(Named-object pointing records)
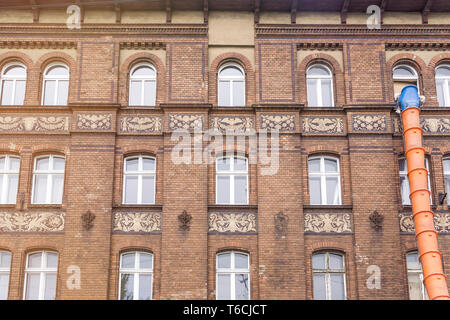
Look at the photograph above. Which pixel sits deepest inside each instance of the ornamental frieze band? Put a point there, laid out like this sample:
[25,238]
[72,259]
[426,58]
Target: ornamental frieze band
[280,122]
[186,121]
[232,223]
[328,223]
[32,221]
[323,125]
[49,124]
[140,124]
[441,222]
[142,222]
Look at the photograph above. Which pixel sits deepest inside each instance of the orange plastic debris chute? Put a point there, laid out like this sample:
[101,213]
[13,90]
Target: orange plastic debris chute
[426,235]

**What is asked**
Render all of the data above as a numbered list, one line per entry, skipping any blank lines and omitting the pictures.

**Complete response**
1. Look at the photograph above. Which pixel sits deepest inside each instance of the ornamental frieze band? Put a point there, laid out like this sample:
2. [25,238]
3. [72,259]
4. [426,58]
5. Target: ornamental frieze band
6. [280,122]
7. [186,121]
8. [232,223]
9. [328,223]
10. [32,221]
11. [323,125]
12. [49,124]
13. [140,124]
14. [441,222]
15. [142,222]
16. Look at the photograph above. Which pixel sits deepest inside each instance of the orange plastic debris chute? Put a point there, laid out like this sample:
17. [101,213]
18. [13,90]
19. Target: orange plastic debris chute
20. [426,235]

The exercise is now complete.